Arbeitsauftrag 1:
Beantworten Sie anhand des Lesetextes über den Ukraine-Krieg die folgenden Fragen:
(a) In welches Land floh Olha Chabaniuk mit ihrer Tochter zuerst?
(b) Wie viele Mitglieder hat TUESWU?
(c) Für wen sollen die drei Bildungszentren eingerichtet werden?
Arbeitsauftrag 2:
Zählen Sie alle Tätigkeiten auf, die TUESWU laut dem Lesetext über den Ukraine-Krieg während des Krieges übernimmt.
Arbeitsauftrag 3:
Führen Sie den Lesetext über die ukrainische Bildungsgewerkschaft TUESWU im Ukraine-Krieg nach seinem letzten Satz fort.

Lesetext:

Ukraine-Krieg
„Die Ängste kommen immer wieder“
Die GEW unterstützt die ukrainische Bildungsgewerkschaft TUESWU und ukrainische Kolleginnen, die vor dem Krieg nach Deutschland geflohen sind.
„Als die russischen Truppen bis auf zwei Kilometer an unser Haus herankamen und Granaten fielen, da musste ich Kiew verlassen.“ – Olha Chabaniuk und ihre Tochter flohen zunächst nach Polen, dann weiter nach Wien. Inzwischen ist die Vizepräsidentin der Bildungsgewerkschaft Trade Union of Education and Science Workers of Ukraine (TUESWU) zurück in Kiew. TUESWU hat mehr als 1,2 Millionen Mitglieder und vertritt Lehrkräfte, Dozentinnen und Dozenten, weitere Bildungsbeschäftigte und Studierende.
Die Gewerkschaft biete während des Krieges täglich Beratungen an, die sich auf das Arbeiten unter Kriegsrecht beziehen, berichtet die Gewerkschafterin der E&W. Sie erarbeite Stellungnahmen zu Gesetzesentwürfen. Sie sorge für die finanzielle und psychologische Unterstützung ihrer Mitglieder. Außerdem beteilige sich TUESWU daran, drei Bildungszentren für binnenvertriebene Pädagoginnen und Pädagogen einzurichten.

Bereitgestellte Angaben:
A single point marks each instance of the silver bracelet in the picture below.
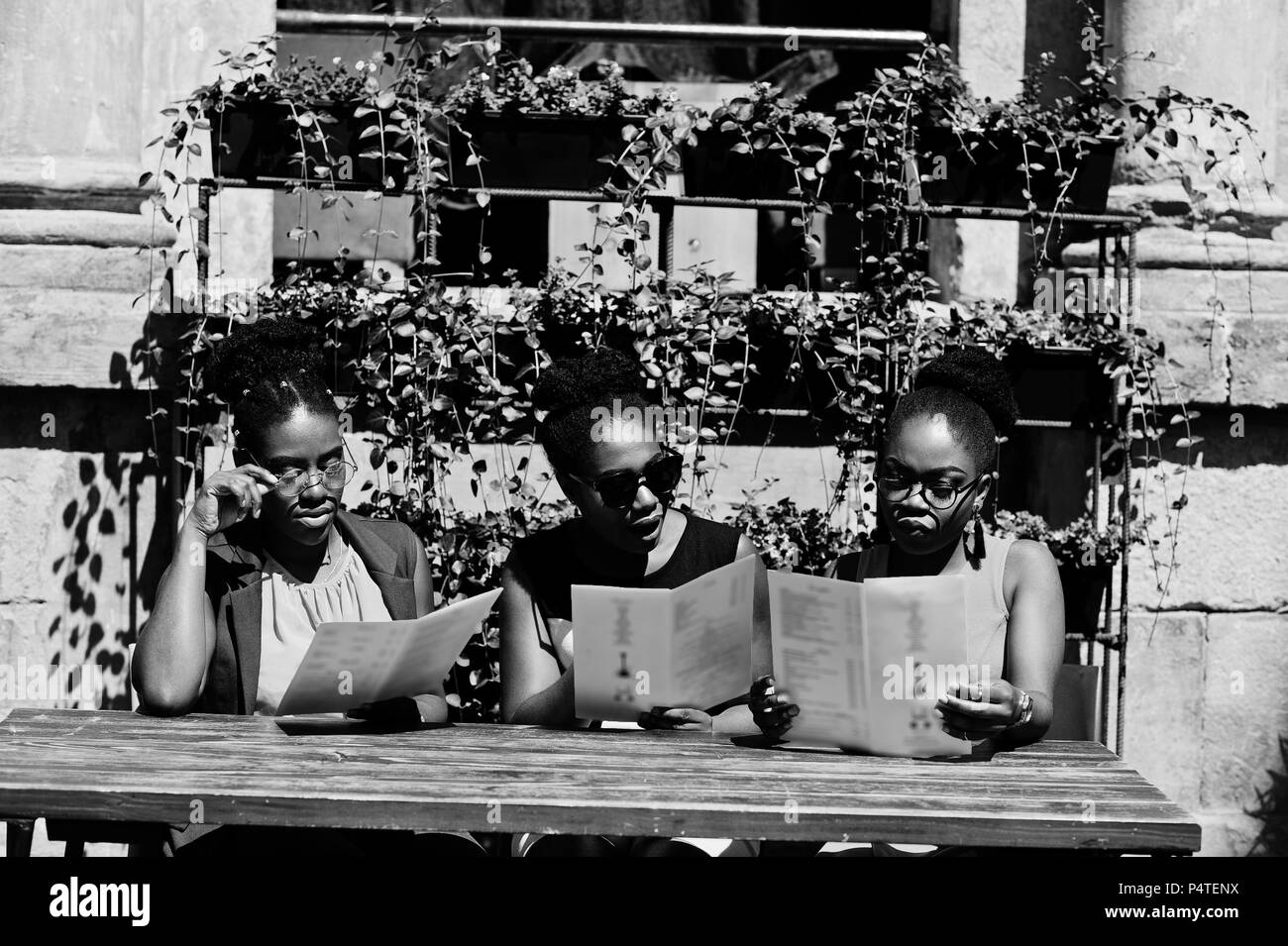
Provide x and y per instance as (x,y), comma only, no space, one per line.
(1025,709)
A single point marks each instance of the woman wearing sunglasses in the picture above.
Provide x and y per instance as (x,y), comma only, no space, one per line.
(935,470)
(621,478)
(267,554)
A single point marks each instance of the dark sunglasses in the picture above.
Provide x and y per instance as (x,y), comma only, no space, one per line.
(661,475)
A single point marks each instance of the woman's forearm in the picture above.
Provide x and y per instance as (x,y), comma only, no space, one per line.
(554,705)
(171,654)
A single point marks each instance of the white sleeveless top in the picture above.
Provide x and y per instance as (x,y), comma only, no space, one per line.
(291,610)
(986,600)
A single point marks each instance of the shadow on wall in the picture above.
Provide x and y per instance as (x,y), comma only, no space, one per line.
(103,547)
(1273,811)
(104,588)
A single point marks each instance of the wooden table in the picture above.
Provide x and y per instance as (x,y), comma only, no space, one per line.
(117,766)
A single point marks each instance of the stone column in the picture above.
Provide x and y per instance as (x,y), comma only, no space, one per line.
(1206,678)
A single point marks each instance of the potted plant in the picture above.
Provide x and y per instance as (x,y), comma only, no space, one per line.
(764,146)
(513,128)
(305,121)
(1085,554)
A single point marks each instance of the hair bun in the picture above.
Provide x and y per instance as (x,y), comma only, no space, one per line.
(270,349)
(599,374)
(977,374)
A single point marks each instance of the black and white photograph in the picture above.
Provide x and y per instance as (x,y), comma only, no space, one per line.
(446,431)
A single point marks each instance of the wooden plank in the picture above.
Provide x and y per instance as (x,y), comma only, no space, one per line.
(253,770)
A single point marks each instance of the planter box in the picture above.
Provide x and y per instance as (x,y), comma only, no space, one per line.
(712,168)
(559,152)
(982,171)
(1085,596)
(263,142)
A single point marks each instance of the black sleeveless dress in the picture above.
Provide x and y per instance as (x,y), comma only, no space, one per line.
(553,567)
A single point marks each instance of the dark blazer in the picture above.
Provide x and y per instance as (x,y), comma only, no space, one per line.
(233,575)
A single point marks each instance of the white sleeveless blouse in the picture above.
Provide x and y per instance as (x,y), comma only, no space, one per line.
(291,611)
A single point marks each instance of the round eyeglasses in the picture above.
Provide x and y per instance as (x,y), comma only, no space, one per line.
(661,475)
(938,495)
(335,475)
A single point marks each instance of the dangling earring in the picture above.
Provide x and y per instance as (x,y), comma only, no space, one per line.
(977,533)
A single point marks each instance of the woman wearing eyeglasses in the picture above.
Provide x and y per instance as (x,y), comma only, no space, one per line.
(621,478)
(938,464)
(935,470)
(267,554)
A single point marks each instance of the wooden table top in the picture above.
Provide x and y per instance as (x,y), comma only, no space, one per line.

Erwartete Antwort 1:
(a) Nach Polen.
(b) Mehr als 1,2 Millionen.
(c) Für binnenvertriebene Pädagoginnen und Pädagogen.

Erwartete Antwort 2:
- Tägliche Beratungen zum Arbeiten unter Kriegsrecht
- Stellungnahmen zu Gesetzesentwürfen
- Finanzielle und psychologische Unterstützung der Mitglieder
- Beteiligung an der Einrichtung von drei Bildungszentren für binnenvertriebene Pädagoginnen und Pädagogen

Erwartete Antwort 3:
„Unsere Lehrkräfte unterrichten auch aus Kellern, Bunkern, U-Bahn-Stationen und zerstörten Wohnungen.“ (Olha Chabaniuk)
„3.126 Bildungseinrichtungen sind durch Bomben und Granaten beschädigt, 337 wurden komplett zerstört“, so die TUESWU-Vizepräsidentin. Dennoch laufe der Unterricht in fast 13.000 Schulen weiter. 3.100 Schulen fahren Normalbetrieb, 5.339 Schulen bieten Fernunterricht, über 4.400 Schulen arbeiten teils in Präsenz, teils online. „Unsere Lehrkräfte unterrichten auch aus Kellern, Bunkern, U-Bahn-Stationen und zerstörten Wohnungen.“ Während des Krieges dienen Schulen und Hochschulen auch als Hilfszentren. „Sie produzieren Tarn-Netze, packen Lebensmittelpakete für Binnenvertriebene sowie Soldaten und sammeln Kleider und Schuhe für Bedürftige“, so Chabaniuk.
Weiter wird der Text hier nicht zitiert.